_Records from an annotation dataset_
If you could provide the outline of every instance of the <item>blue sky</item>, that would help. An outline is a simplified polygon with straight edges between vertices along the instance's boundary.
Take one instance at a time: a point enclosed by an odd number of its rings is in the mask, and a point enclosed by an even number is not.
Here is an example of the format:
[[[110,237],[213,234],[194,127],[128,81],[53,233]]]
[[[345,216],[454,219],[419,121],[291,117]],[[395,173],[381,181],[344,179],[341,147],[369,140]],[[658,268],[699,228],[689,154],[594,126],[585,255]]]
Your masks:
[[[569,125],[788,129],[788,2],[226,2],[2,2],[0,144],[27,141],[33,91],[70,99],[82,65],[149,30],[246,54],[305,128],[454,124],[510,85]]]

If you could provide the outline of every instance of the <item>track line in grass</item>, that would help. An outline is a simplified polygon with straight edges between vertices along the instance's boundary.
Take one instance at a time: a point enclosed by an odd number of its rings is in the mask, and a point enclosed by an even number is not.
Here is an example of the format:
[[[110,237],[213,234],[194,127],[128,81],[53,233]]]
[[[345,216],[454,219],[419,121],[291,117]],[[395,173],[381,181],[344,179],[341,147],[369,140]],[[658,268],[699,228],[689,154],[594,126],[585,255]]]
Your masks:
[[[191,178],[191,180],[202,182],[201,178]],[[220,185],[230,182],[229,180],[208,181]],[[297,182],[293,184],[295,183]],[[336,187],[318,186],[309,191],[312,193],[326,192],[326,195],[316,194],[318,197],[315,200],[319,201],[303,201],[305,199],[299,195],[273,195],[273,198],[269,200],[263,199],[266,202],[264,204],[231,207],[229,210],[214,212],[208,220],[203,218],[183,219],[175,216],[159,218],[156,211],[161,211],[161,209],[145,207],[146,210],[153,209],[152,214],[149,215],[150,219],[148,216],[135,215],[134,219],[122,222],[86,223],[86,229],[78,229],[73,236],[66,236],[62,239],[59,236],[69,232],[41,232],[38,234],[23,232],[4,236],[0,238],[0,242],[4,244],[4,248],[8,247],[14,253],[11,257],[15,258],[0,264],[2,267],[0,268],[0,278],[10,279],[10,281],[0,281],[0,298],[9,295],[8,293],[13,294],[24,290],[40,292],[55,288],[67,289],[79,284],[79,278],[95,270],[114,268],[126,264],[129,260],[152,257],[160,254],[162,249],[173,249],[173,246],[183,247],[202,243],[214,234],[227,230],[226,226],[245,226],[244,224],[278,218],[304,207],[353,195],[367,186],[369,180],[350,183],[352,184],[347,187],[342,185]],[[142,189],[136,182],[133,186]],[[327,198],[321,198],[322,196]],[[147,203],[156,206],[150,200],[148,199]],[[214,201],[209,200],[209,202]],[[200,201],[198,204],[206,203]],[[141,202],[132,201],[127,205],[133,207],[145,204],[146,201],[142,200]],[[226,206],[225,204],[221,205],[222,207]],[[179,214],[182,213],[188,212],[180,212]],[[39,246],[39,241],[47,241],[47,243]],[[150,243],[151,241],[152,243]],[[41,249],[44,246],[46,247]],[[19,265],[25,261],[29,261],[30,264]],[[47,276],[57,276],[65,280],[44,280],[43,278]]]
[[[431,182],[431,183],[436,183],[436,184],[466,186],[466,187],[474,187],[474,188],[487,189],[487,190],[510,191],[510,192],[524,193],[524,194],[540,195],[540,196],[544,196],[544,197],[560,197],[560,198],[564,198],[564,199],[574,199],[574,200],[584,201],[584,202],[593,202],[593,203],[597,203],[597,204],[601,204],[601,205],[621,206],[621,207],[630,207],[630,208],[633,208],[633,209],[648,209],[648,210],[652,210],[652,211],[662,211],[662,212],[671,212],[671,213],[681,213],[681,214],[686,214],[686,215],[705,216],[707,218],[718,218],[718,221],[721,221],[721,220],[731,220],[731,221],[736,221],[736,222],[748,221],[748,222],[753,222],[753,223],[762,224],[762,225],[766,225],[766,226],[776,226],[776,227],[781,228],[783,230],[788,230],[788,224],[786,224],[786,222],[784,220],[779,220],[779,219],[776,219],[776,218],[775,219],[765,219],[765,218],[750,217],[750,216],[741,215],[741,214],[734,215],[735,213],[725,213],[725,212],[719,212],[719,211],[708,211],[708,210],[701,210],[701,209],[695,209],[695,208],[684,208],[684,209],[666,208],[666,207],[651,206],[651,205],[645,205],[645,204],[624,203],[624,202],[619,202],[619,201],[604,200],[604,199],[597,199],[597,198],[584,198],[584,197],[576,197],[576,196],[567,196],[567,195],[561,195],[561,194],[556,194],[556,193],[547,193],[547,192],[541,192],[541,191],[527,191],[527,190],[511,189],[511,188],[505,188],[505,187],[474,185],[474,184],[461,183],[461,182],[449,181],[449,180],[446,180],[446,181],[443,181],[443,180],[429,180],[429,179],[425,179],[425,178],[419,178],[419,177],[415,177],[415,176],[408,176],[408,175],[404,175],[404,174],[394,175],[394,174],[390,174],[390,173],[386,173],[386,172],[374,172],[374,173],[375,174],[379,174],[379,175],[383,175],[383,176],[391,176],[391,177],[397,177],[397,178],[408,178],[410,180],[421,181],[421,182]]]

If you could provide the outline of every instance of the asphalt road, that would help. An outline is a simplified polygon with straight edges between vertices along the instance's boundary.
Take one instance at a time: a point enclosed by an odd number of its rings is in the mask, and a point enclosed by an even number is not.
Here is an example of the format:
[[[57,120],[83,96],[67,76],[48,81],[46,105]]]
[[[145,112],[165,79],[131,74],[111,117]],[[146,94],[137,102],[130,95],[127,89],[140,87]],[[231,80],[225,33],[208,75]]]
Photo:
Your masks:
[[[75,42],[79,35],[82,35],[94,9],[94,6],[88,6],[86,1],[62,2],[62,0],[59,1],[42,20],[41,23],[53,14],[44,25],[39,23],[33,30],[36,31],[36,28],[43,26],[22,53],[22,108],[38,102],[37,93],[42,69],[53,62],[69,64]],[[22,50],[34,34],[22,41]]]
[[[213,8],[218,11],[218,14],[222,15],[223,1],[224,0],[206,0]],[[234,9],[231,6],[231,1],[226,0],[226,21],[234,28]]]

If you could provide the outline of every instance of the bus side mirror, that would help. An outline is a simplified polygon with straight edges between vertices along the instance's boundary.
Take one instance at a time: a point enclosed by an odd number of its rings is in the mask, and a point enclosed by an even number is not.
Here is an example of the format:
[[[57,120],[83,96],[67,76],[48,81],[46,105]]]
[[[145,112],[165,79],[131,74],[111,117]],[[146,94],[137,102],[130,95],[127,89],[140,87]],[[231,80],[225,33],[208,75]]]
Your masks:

_Task requirements_
Make an exact copy of every line from the one with "of the asphalt" to the end of the data, with the first and last of those lines included.

_Exercise solution_
If you could provide the outline of every instance of the asphalt road, that would help. An outline is a simplified polygon with straight edges between vertices along the instance's boundary.
Take one instance at a time: a point enclosed by an odd number of its rings is in the mask, and a point enclosed by an even number is not.
Here is an example of the format:
[[[57,120],[83,96],[67,76],[48,81],[46,105]]]
[[[145,112],[165,79],[131,74],[111,117]],[[146,94],[137,102],[130,95],[127,89],[140,87]],[[231,80],[225,33],[208,75]]]
Photo:
Your masks:
[[[75,42],[79,35],[82,35],[94,9],[94,6],[88,6],[86,1],[62,2],[62,0],[59,1],[42,20],[41,23],[53,14],[44,25],[39,23],[33,30],[36,31],[36,28],[43,26],[22,53],[22,108],[38,102],[37,93],[42,69],[53,62],[69,64]],[[22,50],[34,34],[22,41]]]
[[[213,8],[218,11],[218,14],[222,15],[223,1],[224,0],[206,0]],[[234,9],[231,6],[231,1],[226,0],[226,21],[234,28]]]

If you could provide the outline of every instance of the bus side mirror, that would help. An outline is a simplified polygon with straight edges between vertices along the instance's boundary.
Take one instance at a time: a point enclosed by an odd number of its rings is in the mask, and a point enclosed by an even number is not.
Here is an example of the format:
[[[57,120],[83,96],[67,76],[48,81],[46,105]]]
[[[145,112],[165,79],[131,74],[111,117]],[[146,94],[137,102],[130,95],[127,89],[140,87]],[[231,80],[225,33],[208,75]]]
Your masks:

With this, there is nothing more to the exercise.